Point-per-instance localization data:
§
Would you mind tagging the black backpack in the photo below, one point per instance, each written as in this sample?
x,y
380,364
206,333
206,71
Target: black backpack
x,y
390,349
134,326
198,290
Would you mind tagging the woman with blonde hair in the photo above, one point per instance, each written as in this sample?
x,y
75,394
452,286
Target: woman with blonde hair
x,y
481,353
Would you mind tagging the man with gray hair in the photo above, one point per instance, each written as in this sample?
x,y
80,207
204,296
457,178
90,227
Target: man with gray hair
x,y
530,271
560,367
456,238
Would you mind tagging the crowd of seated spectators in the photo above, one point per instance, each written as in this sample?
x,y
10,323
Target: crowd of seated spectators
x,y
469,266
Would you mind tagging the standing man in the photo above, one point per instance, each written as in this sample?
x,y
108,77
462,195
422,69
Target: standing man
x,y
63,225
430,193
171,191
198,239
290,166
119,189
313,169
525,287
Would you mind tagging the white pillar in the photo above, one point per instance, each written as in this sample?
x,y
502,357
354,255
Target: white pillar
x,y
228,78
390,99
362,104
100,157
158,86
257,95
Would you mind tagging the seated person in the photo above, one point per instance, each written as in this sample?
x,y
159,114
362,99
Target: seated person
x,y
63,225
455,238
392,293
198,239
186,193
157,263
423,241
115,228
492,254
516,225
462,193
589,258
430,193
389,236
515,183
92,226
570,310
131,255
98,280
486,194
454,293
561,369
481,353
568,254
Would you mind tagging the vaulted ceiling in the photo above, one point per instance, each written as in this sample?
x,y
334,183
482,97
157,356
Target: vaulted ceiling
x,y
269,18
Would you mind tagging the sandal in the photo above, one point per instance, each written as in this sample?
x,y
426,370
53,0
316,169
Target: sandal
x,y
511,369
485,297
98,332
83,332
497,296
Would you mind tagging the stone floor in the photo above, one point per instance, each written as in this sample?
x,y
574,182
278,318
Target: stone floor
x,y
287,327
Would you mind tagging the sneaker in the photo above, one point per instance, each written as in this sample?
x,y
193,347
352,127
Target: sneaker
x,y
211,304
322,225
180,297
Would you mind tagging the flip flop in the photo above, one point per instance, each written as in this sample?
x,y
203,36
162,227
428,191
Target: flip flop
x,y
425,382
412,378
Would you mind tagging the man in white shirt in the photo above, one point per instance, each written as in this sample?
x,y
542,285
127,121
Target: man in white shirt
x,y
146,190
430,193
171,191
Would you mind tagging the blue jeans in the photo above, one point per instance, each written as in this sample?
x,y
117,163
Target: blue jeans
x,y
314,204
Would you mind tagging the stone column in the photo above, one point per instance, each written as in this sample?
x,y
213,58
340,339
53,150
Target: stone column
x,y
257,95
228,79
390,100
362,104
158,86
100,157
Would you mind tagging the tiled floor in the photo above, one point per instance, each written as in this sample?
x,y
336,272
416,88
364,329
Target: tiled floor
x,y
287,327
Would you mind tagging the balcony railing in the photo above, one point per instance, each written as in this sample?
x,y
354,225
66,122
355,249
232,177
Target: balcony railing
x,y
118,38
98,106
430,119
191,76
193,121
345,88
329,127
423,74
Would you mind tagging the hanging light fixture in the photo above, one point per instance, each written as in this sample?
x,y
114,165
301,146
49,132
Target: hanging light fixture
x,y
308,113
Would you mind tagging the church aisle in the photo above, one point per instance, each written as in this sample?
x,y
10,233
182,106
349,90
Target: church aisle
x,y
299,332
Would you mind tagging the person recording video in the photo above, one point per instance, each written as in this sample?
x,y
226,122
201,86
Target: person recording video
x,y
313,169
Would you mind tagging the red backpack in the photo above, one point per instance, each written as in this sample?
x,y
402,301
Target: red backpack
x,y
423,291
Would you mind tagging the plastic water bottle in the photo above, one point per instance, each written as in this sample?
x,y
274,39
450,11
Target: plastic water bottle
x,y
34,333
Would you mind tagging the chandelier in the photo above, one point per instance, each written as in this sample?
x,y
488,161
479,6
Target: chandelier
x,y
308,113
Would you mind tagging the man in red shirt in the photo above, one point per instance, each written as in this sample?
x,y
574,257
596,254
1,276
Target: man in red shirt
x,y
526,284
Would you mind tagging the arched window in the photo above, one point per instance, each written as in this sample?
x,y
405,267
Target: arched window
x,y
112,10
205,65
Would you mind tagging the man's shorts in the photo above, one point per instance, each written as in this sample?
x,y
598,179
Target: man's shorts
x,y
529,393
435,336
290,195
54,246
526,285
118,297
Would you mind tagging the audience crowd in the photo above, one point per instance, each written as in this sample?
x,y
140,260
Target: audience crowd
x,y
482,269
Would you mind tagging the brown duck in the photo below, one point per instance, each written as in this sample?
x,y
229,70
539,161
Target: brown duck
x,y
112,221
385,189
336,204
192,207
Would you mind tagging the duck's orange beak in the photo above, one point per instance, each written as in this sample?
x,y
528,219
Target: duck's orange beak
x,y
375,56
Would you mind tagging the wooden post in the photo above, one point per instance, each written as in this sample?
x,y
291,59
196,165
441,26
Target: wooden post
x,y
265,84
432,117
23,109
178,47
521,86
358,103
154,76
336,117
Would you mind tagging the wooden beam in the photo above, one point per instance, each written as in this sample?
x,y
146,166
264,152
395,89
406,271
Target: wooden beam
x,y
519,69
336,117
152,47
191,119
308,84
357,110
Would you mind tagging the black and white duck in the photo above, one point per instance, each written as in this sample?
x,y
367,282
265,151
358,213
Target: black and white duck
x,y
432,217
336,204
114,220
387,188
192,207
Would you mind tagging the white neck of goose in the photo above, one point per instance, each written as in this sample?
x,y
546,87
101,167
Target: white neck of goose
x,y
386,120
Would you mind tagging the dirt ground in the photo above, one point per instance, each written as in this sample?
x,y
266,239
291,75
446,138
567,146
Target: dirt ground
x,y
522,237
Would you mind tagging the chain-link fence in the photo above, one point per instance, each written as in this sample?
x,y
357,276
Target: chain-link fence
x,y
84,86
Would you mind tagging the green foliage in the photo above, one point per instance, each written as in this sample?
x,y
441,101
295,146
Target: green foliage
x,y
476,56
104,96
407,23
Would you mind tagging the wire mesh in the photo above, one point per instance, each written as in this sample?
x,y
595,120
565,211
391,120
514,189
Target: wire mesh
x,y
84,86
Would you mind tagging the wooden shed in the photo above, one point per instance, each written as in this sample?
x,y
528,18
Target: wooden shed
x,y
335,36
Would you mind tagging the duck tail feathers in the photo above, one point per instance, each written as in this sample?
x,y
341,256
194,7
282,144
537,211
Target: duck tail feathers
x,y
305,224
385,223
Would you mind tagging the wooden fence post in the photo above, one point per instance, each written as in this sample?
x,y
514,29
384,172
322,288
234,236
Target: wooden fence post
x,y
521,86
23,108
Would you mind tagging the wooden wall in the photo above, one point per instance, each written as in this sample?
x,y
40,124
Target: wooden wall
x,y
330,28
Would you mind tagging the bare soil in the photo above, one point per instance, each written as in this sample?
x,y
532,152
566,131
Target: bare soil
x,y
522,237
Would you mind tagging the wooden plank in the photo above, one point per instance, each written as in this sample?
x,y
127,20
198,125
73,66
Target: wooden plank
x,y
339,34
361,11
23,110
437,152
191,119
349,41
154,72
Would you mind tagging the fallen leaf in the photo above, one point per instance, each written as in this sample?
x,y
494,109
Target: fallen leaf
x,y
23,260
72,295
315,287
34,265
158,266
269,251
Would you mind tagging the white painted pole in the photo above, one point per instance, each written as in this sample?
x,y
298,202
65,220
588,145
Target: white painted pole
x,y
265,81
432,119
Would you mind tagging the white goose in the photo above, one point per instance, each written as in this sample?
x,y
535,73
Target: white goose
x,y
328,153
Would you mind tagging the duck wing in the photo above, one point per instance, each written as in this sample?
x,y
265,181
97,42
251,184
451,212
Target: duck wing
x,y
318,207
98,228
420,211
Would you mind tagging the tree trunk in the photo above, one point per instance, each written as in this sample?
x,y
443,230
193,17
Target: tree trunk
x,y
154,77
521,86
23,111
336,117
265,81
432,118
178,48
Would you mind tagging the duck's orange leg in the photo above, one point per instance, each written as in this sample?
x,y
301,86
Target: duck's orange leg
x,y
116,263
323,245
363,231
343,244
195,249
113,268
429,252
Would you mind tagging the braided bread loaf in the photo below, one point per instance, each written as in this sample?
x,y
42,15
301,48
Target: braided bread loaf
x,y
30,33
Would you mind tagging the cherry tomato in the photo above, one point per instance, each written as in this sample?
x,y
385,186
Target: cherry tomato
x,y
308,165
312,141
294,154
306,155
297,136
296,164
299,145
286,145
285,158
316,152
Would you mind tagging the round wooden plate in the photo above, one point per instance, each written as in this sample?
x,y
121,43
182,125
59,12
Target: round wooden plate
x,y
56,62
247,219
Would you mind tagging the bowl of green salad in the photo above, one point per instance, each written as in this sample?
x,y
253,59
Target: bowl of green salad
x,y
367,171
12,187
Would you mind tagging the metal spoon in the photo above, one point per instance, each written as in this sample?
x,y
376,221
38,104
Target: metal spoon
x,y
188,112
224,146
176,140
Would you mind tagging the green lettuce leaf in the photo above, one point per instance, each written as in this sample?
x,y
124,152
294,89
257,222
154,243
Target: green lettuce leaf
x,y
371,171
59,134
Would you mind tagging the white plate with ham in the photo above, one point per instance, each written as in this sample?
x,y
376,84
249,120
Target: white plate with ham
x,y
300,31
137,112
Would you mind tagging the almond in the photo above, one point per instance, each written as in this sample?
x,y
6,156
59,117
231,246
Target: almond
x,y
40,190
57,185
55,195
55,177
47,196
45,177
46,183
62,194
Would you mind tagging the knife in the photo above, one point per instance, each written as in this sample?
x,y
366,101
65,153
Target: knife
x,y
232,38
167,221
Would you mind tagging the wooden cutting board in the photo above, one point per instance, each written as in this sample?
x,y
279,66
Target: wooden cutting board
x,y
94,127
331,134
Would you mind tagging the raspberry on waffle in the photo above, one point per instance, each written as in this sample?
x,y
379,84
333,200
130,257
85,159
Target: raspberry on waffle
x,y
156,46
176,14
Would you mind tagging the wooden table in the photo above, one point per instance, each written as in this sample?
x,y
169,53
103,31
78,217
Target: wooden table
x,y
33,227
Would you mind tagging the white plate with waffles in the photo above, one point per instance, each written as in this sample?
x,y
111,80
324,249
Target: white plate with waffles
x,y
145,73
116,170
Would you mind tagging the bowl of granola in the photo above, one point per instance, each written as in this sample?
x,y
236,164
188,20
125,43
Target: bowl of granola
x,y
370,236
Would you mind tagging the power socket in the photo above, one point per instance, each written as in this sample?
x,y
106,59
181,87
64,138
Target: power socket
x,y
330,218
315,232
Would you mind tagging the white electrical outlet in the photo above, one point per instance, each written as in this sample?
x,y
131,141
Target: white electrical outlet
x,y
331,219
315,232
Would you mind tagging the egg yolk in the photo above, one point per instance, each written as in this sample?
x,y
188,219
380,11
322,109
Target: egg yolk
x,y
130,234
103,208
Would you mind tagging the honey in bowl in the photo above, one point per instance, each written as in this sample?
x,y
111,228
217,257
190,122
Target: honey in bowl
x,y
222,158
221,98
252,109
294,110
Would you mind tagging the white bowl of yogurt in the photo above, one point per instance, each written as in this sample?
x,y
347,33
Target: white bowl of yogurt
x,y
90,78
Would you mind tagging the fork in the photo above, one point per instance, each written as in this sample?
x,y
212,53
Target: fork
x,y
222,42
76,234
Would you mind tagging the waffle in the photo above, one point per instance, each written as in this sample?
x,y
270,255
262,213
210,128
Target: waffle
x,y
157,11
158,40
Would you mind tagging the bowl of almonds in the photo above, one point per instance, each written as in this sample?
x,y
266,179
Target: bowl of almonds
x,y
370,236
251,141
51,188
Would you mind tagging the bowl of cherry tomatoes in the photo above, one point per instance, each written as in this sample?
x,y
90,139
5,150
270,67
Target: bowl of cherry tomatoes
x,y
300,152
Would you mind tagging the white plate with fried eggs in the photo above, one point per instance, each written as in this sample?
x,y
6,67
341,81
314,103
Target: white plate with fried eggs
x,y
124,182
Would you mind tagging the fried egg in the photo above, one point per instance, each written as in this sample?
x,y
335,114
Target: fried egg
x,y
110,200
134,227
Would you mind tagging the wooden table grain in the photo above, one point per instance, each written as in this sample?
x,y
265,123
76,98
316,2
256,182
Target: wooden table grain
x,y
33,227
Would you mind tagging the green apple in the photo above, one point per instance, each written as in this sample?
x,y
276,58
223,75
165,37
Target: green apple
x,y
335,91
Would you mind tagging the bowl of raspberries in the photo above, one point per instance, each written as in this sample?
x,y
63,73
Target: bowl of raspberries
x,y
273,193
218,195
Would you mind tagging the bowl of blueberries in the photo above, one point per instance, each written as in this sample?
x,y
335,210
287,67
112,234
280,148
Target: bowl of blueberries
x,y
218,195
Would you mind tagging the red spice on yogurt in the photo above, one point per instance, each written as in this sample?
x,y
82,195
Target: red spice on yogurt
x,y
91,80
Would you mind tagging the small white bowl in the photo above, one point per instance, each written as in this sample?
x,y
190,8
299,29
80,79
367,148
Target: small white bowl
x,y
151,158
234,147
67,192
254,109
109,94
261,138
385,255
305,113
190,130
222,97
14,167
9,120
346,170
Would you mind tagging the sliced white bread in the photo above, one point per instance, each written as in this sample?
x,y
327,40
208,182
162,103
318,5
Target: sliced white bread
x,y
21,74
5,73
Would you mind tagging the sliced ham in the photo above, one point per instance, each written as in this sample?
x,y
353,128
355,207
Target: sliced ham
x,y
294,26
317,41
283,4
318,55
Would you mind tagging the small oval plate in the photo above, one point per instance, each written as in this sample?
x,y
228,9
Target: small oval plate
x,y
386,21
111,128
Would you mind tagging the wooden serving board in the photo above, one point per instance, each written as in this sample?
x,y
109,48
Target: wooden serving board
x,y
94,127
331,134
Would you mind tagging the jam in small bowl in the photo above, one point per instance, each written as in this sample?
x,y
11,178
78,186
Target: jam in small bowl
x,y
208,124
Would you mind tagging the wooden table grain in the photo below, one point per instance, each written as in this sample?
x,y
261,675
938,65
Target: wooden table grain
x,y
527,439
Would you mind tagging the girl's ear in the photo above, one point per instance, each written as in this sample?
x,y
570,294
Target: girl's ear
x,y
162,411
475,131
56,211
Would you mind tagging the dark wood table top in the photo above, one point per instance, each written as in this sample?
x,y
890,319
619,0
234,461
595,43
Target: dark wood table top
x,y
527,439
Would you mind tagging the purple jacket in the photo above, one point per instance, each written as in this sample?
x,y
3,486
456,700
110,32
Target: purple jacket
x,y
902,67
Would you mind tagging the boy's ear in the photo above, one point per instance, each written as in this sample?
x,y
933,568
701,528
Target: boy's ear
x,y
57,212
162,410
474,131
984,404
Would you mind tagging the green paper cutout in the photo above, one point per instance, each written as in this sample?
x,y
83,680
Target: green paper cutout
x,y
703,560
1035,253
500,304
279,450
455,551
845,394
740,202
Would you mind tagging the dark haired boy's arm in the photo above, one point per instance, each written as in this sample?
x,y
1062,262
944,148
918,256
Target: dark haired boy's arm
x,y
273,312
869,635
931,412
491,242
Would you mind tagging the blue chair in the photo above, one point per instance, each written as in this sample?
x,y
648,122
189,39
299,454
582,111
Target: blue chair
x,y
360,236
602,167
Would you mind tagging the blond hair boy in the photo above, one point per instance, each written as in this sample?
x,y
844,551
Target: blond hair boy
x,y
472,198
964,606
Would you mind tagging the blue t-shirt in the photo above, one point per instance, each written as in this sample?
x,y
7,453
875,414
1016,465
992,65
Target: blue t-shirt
§
### Task details
Collect every line above that contains the word "below".

### Solution
Would you mind tagging the black backpack in the photo below, one point per instance, each written as in this sample?
Would you mind tagging the brown duck in the photo below, one point per instance, each written as in this sample?
Would you mind tagging the braided bread loaf in the photo below, one point per instance, each written as in this sample?
Would you mind tagging the wooden table grain in the photo below, one point per instance, each written as in this sample?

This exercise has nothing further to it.